_Excerpt to read_

As each factory has its own
problem, the Commerce and Industry Ministry is making every effort to stimulate production
by dispatching its officials to
each important factory. In the case of ASAHI Electrification Company there is a shortage of coal but not of sodium. Nippon Industrial Chemicals Company has coal in stock but suffers
from the
lack of sodium.
The investigation section of the Ministry has inspected important factories such
as the OJI factory of NISSAN, the OGU factory
of ASAHI AZUMA Electrification Company, the factory of the KAO Soap Company, HIRAI
factory of Lion Soap Company and others, in
an effort to find out how they manage to operate at this time.
Obstacles are not merely in the shortage of coal and sodium but various factors concerning
the price. The price of soap having
become a real problem, the ministry will try to think out some measure to alleviate this
difficulty.
ITEM 2 Prices of Commodities Section is to be Set up in the Finance Ministry-Nippon
Sangyo Keizai - 16
Nov 45. Translator: T. Mitsuhashi.

_Exercise input_
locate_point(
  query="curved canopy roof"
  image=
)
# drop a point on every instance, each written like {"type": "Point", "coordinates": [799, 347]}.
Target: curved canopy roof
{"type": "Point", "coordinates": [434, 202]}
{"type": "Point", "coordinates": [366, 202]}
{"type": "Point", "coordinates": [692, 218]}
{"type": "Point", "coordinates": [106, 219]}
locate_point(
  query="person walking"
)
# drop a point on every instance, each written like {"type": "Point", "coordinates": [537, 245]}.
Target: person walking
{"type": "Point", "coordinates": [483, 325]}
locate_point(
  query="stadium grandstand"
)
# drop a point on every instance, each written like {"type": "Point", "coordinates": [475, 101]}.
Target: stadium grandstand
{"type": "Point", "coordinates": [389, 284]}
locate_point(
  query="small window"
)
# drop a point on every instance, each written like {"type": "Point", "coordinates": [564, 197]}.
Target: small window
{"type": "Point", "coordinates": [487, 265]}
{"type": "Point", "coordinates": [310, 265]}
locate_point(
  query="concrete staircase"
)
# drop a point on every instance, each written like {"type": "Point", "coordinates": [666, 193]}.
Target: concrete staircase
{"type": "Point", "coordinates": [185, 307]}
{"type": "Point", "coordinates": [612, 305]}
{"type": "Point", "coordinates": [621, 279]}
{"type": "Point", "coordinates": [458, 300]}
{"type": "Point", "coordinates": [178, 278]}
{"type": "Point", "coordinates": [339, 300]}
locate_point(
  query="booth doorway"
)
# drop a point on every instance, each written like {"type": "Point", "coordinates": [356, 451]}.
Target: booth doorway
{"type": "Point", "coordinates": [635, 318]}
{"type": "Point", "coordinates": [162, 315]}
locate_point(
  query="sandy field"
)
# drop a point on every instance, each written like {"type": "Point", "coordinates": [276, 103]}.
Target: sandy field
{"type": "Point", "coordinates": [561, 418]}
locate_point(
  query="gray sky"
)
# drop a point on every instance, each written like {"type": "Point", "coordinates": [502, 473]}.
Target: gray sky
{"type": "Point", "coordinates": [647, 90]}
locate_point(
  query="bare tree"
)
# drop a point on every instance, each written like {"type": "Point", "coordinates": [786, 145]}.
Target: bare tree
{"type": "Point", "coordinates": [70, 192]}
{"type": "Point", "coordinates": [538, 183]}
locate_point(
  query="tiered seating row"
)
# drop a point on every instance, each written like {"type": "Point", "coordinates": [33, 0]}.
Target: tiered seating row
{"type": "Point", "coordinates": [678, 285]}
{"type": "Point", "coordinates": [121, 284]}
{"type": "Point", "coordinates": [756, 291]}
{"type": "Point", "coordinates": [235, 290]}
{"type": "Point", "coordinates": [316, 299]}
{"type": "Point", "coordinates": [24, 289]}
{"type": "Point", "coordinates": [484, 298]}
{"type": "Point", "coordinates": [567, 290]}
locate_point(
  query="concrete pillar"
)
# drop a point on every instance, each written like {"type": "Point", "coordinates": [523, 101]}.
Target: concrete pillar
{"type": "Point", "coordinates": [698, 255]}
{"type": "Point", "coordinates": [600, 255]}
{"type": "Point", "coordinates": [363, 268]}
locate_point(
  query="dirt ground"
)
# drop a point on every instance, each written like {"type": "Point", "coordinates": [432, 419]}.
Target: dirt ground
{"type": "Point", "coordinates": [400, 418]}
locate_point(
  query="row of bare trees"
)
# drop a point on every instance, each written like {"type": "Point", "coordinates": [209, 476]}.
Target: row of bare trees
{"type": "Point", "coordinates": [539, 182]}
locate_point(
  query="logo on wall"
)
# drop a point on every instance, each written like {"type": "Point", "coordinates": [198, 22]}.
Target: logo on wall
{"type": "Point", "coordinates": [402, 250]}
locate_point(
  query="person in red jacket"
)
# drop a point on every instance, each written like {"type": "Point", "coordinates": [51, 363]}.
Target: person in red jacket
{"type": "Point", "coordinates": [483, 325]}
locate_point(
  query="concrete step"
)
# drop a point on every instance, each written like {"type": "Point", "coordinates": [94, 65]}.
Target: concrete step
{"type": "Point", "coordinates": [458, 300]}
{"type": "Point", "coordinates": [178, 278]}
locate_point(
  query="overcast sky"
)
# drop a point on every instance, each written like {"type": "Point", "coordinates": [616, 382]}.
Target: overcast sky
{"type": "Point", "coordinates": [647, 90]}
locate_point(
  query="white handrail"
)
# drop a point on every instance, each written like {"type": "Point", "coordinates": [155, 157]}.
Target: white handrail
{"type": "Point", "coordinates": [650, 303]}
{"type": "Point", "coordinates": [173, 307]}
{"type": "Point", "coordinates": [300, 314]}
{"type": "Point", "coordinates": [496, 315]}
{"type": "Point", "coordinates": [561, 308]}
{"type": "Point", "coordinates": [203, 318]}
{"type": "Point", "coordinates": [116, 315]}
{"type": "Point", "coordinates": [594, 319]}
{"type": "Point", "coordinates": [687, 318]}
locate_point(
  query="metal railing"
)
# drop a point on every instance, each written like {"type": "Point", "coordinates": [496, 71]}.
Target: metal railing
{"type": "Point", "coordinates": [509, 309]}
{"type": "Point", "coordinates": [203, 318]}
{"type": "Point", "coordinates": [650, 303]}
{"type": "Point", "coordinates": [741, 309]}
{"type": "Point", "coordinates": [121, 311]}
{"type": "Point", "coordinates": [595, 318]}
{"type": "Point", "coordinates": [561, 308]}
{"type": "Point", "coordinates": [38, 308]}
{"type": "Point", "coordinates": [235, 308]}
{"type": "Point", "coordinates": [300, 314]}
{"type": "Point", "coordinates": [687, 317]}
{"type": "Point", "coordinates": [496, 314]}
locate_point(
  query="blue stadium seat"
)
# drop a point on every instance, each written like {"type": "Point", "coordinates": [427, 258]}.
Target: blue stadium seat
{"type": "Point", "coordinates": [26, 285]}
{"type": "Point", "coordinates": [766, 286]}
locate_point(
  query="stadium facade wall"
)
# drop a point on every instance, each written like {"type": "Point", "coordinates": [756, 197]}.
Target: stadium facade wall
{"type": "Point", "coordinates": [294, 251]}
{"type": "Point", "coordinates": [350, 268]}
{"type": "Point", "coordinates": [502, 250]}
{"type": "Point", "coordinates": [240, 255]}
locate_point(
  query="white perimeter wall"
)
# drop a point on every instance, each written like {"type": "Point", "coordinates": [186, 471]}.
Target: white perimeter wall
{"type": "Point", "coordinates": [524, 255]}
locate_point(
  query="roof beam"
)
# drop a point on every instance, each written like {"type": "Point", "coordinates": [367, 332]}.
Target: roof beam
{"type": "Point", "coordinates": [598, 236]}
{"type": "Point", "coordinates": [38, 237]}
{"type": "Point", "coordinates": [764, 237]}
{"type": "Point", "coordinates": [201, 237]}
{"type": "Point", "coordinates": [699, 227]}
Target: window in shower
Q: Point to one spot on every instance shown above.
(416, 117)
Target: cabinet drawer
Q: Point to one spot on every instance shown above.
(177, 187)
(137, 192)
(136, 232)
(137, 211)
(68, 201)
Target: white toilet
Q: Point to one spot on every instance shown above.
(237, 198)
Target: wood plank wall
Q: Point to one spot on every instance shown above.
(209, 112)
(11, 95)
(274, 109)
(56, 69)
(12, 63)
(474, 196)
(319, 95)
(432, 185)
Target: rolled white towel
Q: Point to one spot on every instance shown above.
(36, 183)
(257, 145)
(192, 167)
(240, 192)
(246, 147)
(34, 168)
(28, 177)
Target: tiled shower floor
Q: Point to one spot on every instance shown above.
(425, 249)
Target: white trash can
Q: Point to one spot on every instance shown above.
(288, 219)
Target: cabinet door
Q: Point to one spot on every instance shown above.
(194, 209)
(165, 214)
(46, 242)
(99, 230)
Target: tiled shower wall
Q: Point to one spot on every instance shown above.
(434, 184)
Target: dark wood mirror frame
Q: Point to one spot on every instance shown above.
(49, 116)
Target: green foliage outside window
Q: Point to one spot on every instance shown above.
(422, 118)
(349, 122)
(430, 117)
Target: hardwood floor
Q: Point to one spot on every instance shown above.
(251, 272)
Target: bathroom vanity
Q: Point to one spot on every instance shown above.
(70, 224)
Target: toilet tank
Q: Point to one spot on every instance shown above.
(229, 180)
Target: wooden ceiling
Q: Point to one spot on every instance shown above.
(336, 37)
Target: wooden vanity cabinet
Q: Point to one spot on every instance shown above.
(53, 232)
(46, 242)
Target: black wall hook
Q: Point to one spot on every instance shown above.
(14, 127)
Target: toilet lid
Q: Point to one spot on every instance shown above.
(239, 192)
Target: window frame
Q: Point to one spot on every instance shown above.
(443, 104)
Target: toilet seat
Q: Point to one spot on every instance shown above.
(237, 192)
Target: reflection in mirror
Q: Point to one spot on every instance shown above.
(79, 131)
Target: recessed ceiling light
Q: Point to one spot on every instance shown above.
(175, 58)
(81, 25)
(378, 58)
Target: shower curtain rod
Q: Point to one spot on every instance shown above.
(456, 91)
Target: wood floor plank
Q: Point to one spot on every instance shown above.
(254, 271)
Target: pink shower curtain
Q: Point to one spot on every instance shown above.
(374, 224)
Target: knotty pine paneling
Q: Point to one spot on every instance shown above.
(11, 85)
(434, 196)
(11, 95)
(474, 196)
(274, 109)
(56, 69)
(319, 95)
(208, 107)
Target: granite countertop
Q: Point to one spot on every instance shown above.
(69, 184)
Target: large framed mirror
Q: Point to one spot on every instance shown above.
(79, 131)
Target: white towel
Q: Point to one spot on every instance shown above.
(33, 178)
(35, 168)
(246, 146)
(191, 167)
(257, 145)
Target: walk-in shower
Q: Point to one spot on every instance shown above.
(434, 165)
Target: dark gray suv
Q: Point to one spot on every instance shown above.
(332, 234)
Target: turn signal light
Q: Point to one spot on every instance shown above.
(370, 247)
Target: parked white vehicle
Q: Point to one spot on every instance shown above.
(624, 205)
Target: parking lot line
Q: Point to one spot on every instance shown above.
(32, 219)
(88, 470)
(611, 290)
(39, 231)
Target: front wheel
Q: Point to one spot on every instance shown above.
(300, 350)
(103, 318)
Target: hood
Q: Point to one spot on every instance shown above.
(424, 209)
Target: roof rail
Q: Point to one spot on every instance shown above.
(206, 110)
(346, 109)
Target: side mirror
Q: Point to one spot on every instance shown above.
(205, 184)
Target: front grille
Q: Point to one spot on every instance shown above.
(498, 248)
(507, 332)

_Tasks for this exercise_
(1) Locate each line in the records containing the word "floor" and copy those lines.
(2) Extend the passage on coal and sodium shortages at factories, picking up after its final sentence.
The text and the records have nothing to do with each other.

_Task responses_
(1)
Target: tiled shower floor
Target: hardwood floor
Target: wood floor plank

(2)
Summary:
In order to solve the price problem which is facing it, the Government has decided
to establish a Price of Commodities Section in the Ministry of Finance as an agency for the consolidation
of price policy. The Cabinet will soon confer on the matter and it is expected that
this section will begin its activities on
the 24th or 25th of this month. A principal aim of the Section is to set up long range
plans for determining the prices of
various commodities.
Appropriate officials of the Ministries concerned as well as nonofficial persons
from outside the Ministries will be selected
as members of the Section. The chief of the Section will also be someone chosen from
outside these Ministries.
ECONOMIC SERIES: 20 (Continued)
ITEM 3 Deficiency in salaried men's living expenses met by loans at the People's Bank
(SHOMIN GINKO) -
Nippon Sangyo Keizai - 16 Nov 45. Translator: T. Kitagawa.
Summary:
The daily average of applications for loans by salaried people at SHOMIN GINKO has
increased to fifty, doubling the figure of
last month. Seventy per cent of the loans are made because of increased living costs.
Ninety per cent of the borrowers are
employees of business firms and public servants, who are in difficulty because of
having to buy at black market prices. Ten
per cent of the loans are made to persons engaging in some form of enterprise, while
six per cent are for the construction of
huts by those who have lost their homes during the war.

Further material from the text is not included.